Goal of the exercise: Reproduce the listing below without any changes, starting at the line that contains "Locate the scattered" and continuing through the last line of the listing, with both ends included. Output only those lines.
━━━ Records supplied
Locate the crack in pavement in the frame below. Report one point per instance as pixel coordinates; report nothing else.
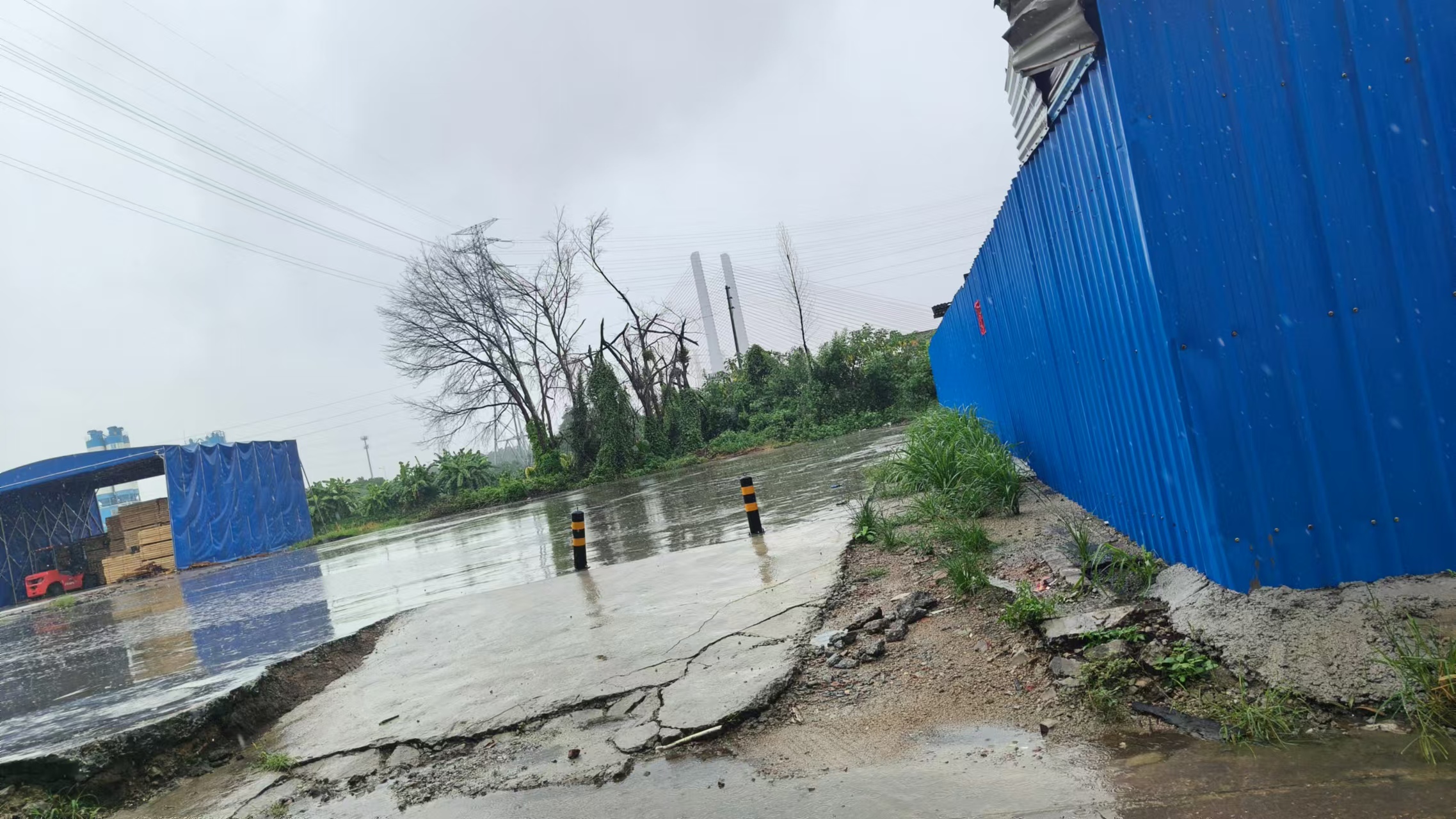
(740, 633)
(702, 626)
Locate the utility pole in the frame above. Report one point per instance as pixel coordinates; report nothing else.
(737, 350)
(716, 356)
(740, 331)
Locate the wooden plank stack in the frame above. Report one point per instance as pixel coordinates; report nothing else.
(140, 541)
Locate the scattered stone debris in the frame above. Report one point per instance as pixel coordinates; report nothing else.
(1185, 723)
(1079, 624)
(1107, 651)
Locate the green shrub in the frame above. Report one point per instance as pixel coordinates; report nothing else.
(959, 457)
(966, 572)
(1104, 685)
(867, 522)
(1027, 610)
(1426, 665)
(274, 761)
(59, 807)
(1120, 572)
(1184, 663)
(1273, 717)
(963, 535)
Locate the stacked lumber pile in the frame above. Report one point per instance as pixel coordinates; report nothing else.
(140, 541)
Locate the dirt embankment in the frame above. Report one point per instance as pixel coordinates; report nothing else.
(960, 665)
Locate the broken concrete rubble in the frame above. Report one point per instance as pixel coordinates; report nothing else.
(1079, 624)
(1318, 643)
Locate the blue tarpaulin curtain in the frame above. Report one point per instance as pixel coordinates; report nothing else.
(235, 500)
(228, 502)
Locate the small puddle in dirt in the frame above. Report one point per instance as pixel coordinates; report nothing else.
(140, 652)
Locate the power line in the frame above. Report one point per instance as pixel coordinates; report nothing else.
━━━━━━
Final result:
Locate the scattered stone debris in the frame above. Report one point per instance as pixel coordinates; report nothing else.
(1185, 723)
(1079, 624)
(1107, 651)
Locate the green shrub in the frame above. Report one point per instance as pixel coordinates; report nothing else.
(959, 457)
(966, 572)
(1104, 685)
(867, 522)
(1027, 610)
(1426, 665)
(274, 761)
(59, 807)
(1120, 572)
(1184, 663)
(1273, 717)
(963, 535)
Locate the stacked lumber pile in the frame above. Report one point per instance as pixel coordinates; report nothing else.
(140, 541)
Locate the dirt embankment in the frame above. Report one point per instance as pixel coordinates; report nothing else.
(960, 665)
Locate the broken concrete rubble in the frame above. Report one point per instance as pixel coordinates; report nothing else.
(1079, 624)
(1318, 643)
Locate the blue tarpaulin curtain in the frame above. Report one point per instance as pixel coordinates; report nothing else.
(235, 500)
(228, 502)
Locate the small puddle in dirt in the frame above. Report one point per instance as pixel coordinates; report nothing else.
(140, 652)
Locate the power line in the frame above. Report one point per instance as pixel coordinates; report nothing else.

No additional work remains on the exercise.